▶ Extract to read
┄┄┄┄┄┄┄┄┄┄
How to set up a remote-friendly culture in your organization?
Remote work is on the rise. All the numbers go up and show the continuous rise of employed people who work remotely. Statistics throw out quite different numbers but the message is clear. Remote work came to stay. There are just too many advantages in the remote workforce and everything it brings with it, it simply cannot be ignored.
While employers get access to more talents and save tons of money in office space, employees report about higher productivity, less stress, better family/work-life balance, no commuting and actually saving money by working remotely.
For some industries, remote work will be the new normal
The ongoing evolution of digitalization completely changes paradigms on how we work, hence, some businesses even renounce entirely from an actual office space. Employees are self-organized, self-motivated, work on times that fit their personal schedule and are able to easier take care of their wellbeing.
Remote workers are still outnumbered by the traditional workforce. Even though more and more office jobs could be run remotely it will most likely stay this way for quite some time. In the end, not every job, not every business, and not every industry aligns with the remote-work concept. However, the Millennials are knocking loudly on the employers’ doors and eventually more and more will listen attentively. Perhaps some of the fancy meeting rooms might be not so overbooked in the future anymore.
Remote work can be so diverse but it is always work
Being outnumbered quite often means that remote workers must defend their position to be taken seriously. Too often remote work is wrongly perceived as lying and relaxing with your laptop on the couch – or worse: the beach.
┄┄┄┄┄┄┄┄┄┄
▶ Work to complete
A) In the article on building a remote-friendly culture, who is described as knocking loudly on employers' doors?
B) Repeat the passage of the remote-work article between "Remote workers are" and "worse: the beach.", inclusive.
C) Carry on the article about setting up a remote-friendly culture from the point where it stops.
┄┄┄┄┄┄┄┄┄┄
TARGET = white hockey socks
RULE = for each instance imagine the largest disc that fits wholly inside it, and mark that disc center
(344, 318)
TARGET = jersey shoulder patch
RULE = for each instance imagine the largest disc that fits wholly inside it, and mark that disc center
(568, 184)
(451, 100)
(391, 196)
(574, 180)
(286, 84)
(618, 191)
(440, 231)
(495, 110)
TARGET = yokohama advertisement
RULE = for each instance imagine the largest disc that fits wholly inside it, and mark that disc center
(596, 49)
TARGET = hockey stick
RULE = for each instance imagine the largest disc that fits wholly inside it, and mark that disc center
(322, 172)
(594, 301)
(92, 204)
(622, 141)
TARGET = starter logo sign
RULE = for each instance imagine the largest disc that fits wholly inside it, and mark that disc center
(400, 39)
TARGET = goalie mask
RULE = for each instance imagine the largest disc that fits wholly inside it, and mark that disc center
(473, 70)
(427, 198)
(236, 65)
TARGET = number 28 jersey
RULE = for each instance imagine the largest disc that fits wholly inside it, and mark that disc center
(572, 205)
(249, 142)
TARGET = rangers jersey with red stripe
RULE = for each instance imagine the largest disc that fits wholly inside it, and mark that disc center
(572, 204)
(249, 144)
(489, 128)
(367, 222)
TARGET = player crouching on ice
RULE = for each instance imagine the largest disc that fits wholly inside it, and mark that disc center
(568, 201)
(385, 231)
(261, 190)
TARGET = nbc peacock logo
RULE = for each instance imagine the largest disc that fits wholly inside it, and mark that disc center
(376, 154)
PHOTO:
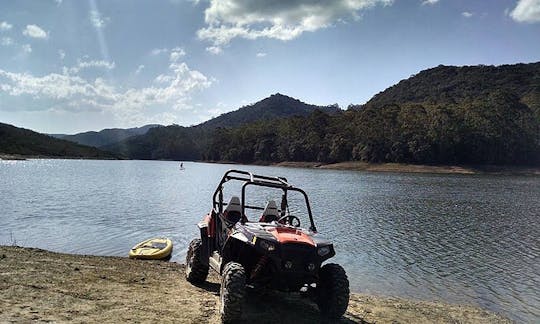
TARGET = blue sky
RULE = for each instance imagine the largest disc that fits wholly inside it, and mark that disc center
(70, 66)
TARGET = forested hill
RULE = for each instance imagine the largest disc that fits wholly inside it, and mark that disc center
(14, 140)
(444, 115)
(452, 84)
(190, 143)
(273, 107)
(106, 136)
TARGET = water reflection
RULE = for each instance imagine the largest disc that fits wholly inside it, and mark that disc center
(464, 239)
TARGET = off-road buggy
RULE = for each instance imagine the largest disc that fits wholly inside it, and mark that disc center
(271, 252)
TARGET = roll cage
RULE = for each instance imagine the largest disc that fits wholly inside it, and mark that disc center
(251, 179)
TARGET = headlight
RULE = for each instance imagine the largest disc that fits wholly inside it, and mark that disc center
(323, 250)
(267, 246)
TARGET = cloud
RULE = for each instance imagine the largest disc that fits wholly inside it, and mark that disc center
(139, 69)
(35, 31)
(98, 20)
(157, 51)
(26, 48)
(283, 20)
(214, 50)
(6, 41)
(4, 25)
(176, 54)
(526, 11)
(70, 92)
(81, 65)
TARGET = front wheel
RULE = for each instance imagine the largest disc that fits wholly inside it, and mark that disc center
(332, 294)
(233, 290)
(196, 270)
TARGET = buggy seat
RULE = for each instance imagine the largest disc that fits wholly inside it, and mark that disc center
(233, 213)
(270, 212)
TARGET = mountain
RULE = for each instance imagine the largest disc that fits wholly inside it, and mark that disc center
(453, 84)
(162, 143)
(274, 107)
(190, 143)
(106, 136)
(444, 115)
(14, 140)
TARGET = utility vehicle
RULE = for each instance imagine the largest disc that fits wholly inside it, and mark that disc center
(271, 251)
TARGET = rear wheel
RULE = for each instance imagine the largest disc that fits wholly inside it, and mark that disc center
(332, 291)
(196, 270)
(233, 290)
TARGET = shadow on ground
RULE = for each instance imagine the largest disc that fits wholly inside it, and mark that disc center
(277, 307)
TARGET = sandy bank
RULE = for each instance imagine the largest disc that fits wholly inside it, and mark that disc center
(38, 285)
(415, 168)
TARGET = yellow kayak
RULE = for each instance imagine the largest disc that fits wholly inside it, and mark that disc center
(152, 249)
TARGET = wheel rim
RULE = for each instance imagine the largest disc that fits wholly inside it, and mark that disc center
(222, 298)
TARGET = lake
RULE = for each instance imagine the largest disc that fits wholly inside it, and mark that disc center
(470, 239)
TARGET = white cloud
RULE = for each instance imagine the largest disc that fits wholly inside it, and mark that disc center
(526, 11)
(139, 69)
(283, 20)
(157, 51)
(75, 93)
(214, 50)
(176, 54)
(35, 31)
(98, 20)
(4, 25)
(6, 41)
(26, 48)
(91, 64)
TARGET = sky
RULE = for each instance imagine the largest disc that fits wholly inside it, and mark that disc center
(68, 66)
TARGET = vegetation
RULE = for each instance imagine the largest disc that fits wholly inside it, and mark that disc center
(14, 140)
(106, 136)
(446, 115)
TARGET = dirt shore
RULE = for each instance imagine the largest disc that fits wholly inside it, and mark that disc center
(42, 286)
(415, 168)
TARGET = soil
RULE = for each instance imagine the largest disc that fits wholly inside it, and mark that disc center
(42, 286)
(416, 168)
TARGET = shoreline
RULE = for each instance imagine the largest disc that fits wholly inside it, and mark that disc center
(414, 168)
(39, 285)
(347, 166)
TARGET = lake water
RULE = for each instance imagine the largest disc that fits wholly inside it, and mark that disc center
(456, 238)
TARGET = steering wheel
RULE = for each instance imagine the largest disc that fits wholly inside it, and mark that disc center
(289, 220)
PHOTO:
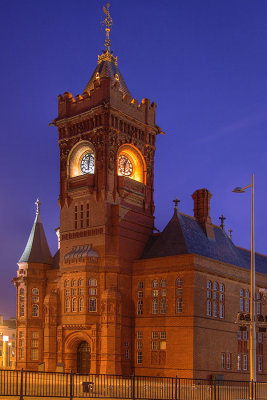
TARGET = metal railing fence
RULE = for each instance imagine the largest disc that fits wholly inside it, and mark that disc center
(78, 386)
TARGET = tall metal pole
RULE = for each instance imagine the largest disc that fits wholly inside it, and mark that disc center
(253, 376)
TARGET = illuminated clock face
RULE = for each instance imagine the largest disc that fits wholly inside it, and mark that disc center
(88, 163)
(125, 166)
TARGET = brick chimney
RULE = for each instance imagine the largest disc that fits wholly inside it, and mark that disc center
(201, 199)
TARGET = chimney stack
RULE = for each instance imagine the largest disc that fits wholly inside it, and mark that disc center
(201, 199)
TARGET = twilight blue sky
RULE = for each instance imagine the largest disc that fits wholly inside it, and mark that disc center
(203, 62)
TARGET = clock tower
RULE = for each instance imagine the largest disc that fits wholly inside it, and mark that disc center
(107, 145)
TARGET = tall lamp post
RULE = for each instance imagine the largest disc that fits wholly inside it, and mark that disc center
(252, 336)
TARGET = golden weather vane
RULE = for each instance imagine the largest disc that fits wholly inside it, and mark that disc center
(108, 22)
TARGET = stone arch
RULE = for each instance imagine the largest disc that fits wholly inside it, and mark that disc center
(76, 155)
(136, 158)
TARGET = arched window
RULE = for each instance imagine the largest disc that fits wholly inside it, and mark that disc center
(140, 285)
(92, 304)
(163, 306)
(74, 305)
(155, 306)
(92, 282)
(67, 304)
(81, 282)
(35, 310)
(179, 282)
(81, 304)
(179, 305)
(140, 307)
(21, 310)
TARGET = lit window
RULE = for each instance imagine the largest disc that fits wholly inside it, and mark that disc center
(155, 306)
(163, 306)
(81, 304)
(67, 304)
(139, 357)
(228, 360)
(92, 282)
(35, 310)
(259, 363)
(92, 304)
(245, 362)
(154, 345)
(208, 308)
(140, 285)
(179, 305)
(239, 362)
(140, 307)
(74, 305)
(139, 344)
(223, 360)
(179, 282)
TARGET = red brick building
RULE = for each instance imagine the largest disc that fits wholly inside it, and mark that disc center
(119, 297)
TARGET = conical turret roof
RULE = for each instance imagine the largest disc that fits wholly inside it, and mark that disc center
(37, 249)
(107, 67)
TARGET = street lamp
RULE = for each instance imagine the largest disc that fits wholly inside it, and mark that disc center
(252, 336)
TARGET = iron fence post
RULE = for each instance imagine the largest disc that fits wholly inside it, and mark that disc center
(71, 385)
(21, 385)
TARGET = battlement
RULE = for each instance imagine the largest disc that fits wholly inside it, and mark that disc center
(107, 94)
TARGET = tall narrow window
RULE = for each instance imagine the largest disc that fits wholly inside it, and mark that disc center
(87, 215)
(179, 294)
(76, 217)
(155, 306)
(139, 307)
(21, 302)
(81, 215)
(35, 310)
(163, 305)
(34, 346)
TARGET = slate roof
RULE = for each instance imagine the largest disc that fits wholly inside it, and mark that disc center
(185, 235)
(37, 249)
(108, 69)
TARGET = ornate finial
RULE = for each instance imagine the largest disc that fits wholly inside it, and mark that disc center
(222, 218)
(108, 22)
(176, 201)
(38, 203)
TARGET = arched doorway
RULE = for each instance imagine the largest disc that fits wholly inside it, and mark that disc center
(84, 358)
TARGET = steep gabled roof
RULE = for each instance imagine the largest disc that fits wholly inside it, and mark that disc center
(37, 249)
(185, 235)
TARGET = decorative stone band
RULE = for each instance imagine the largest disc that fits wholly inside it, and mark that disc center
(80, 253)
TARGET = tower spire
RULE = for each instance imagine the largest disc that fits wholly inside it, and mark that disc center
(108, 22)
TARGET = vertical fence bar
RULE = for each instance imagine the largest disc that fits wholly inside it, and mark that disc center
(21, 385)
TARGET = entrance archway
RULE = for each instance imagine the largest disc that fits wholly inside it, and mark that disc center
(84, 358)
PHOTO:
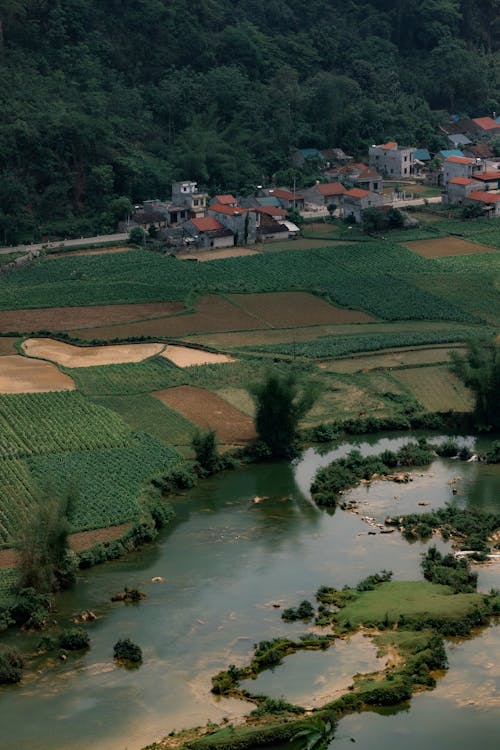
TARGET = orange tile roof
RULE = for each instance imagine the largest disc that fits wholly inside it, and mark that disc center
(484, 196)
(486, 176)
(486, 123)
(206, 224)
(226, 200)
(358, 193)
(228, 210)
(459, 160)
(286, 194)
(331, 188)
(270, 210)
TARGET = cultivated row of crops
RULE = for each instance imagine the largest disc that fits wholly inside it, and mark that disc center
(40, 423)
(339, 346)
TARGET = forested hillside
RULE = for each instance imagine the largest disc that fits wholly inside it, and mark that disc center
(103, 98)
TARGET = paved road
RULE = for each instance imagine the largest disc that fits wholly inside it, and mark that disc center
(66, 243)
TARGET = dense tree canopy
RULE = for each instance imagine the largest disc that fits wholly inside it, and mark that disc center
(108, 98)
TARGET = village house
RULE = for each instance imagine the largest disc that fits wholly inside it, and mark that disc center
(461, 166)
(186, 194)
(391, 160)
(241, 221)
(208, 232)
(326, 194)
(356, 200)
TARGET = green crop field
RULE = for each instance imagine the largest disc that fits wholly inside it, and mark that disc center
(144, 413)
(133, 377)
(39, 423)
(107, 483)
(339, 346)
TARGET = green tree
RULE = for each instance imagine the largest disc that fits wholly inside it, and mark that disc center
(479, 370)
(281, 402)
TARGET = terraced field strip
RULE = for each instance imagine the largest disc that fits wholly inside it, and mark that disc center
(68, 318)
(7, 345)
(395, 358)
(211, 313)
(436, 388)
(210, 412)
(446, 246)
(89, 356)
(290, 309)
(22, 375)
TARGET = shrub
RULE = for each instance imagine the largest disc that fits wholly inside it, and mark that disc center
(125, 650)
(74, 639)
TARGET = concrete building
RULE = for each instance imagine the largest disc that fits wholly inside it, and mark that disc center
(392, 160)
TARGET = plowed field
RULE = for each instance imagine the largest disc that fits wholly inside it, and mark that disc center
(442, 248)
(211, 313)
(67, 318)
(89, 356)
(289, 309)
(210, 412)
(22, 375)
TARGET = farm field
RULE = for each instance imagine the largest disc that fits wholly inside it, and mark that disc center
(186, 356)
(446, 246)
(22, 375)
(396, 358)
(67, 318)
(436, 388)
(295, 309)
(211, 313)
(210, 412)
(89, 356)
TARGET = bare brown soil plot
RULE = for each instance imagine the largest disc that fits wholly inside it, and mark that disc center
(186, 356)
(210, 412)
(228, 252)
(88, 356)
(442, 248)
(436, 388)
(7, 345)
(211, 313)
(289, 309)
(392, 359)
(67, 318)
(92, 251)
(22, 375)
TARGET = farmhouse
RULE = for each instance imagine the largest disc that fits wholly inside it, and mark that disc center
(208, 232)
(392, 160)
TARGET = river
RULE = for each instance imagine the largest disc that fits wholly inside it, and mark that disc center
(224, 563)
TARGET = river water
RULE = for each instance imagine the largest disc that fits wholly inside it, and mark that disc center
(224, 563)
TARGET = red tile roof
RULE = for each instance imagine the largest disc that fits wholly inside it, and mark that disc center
┄┄┄┄┄┄┄┄┄┄
▶ Answers for the tasks
A) The Millennials

B)
Remote workers are still outnumbered by the traditional workforce. Even though more and more office jobs could be run remotely it will most likely stay this way for quite some time. In the end, not every job, not every business, and not every industry aligns with the remote-work concept. However, the Millennials are knocking loudly on the employers’ doors and eventually more and more will listen attentively. Perhaps some of the fancy meeting rooms might be not so overbooked in the future anymore.
Remote work can be so diverse but it is always work
Being outnumbered quite often means that remote workers must defend their position to be taken seriously. Too often remote work is wrongly perceived as lying and relaxing with your laptop on the couch – or worse: the beach.

C)
As usual, everything depends a lot on the individual situation, i.e., the individual organization, the industry, the remote setup, and each involved individual. Imagine yourself for a second to be equipped only with a laptop and some software toolkit. Completing your day-to-day tasks can be quite different if you are …
- actually are co-located with your colleagues but are able to freely dispose of home office times (no request or justification)
- an individual employee who works remotely
- an employee in a team that works remotely
- and employee in an organization that is fully-distributed, i.e., everyone in the company works remotely
On top of that, you can throw different time-zones, different native languages, different cultures, and legal topics that bring up further challenges (and opportunities).
As of now, many organizations cannot imagine how they would ever work remotely without realizing that they are partly doing it already! Having offices around town, spread out through a country or even distributed worldwide requires already partly to collaborate remotely.
If a business decides to go the remote path, there are several things to consider first.
1. Before the remote-culture comes the organization’s culture
You cannot discuss remote-culture when you never talked about the culture at all. Discuss the vision and mission of your organization. Work on the companies and people’s values. Match it with their personal values. Identify and connect. Culture is so often overlooked. I get it, a company must deliver results, develop products and provide great service to each individual customer. However, culture is the invisible foundation of everything in the long run. Talking about return on investment, this should be a continuous statement in your budget.
When it comes to remote-culture I can immediately think of a few absolutely relevant values. Those values are critical to every business, but even more so when collaborating remotely.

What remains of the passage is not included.